* Исходный отрывок:
Но, как сам же М.М. и написал, отрицая Судьбу: «Жизнь устроена проще, обидней и не для интеллигентов».
Недавно нейрофизиологи установили, что мозг агрессора действует в особом режиме. В США, например, обследовали убийц, которые официально были признаны вменяемыми. Обнаружилось, что функции лобных областей их мозга ослаблены и снижено потребление глюкозы в прифронтальных отделах. Испанские и русские ученые доказали, что в таком мозгу – избыток какого-то пептида вазопрессина, зато недостача серотонина... И так далее. Не в названиях дело. Главное, что у людей, склонных к депрессии, все ровно наоборот. И поэтому что меланхолику полезно – для холерика травма или яд!
Должно быть, Сталин, читая Зощенко, страдал невыносимо.

Философия слога

Пятнадцать лет он был поэтом. Владел блаженным искусством лишних слов: «Вот опять будут упрекать автора за это новое художественное произведение.
Опять, скажут, грубая клевета на человека, отрыв от масс и так далее.
И, дескать, скажут, идейки взяты, безусловно, не так уж особенно крупные.

* Задание 1:
Что, по словам исходного отрывка, обнаружили в США при обследовании убийц, которых официально признали вменяемыми?
* Задание 2:
Продолжите исходный отрывок с того места, где он заканчивается.

* Строки данных:
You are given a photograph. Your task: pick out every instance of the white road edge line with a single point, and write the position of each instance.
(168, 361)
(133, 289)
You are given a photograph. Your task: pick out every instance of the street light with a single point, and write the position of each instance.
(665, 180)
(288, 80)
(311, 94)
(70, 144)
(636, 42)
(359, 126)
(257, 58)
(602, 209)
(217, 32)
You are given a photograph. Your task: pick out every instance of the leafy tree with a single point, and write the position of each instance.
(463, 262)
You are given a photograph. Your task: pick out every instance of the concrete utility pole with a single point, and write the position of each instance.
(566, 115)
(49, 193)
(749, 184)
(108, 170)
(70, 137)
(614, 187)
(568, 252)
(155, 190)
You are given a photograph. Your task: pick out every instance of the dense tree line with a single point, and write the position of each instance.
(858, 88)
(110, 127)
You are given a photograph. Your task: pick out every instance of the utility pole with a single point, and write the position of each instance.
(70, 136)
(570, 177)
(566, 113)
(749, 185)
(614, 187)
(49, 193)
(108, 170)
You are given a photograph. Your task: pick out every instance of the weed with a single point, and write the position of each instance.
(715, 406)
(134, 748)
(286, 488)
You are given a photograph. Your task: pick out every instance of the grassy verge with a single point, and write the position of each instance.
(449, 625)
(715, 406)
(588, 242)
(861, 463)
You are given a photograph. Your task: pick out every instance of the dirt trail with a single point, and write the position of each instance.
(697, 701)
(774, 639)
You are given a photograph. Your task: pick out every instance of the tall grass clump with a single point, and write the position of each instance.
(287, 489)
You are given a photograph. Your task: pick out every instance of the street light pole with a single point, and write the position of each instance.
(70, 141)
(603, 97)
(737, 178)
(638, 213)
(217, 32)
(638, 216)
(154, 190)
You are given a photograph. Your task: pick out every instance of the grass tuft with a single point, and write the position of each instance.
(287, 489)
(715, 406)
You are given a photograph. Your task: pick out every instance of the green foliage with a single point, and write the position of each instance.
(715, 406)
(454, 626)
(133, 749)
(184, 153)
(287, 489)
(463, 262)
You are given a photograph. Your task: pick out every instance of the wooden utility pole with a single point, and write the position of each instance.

* Ответ 1:
У них ослаблены функции лобных областей мозга и снижено потребление глюкозы в прифронтальных отделах.

* Ответ 2:
И герои не горазд такие значительные, как, конечно, хотелось бы. Социальной значимости в них, скажут, чего-то мало заметно. И вообще ихние поступки не вызовут такой, что ли, горячей симпатии со стороны трудящихся масс, которые, дескать, не пойдут безоговорочно за такими персонажами...»
(Прямо урок поэтики: уберите ненужное – и все пропало!)
Он был писатель без иллюзий, работал под девизом из Эпиктета: человек – это душонка, обремененная трупом. Но в отличие от римского раба полагал, что за это стоит человека пожалеть – именно за то, что подловат, поскольку глуп и смертен. Так и писал: бедняга-человек. И с охотой поступил в гувернеры к Пришедшему Хаму. И смешил дикарей, пресерьезно изображая говорящую обезьяну.
Всю жизнь обижался на дореволюционную русскую литературу: зачем притворялась, будто допускает, что какие-то там высокие чувства бывают сильнее инстинктов? Покойного Александра Блока шпынял на каждом шагу, пародировал каждой буквой: «Но вот взгляните на русского поэта. Вот и русский поэт не отстает от пылкого галльского ума. И даже больше. Не только о любви, но даже о влюбленности вот какие мы находим у него удивительные строчки:

О влюбленность, ты строже судьбы,
Повелительней древних законов отцов...
Слаще звуков военной трубы.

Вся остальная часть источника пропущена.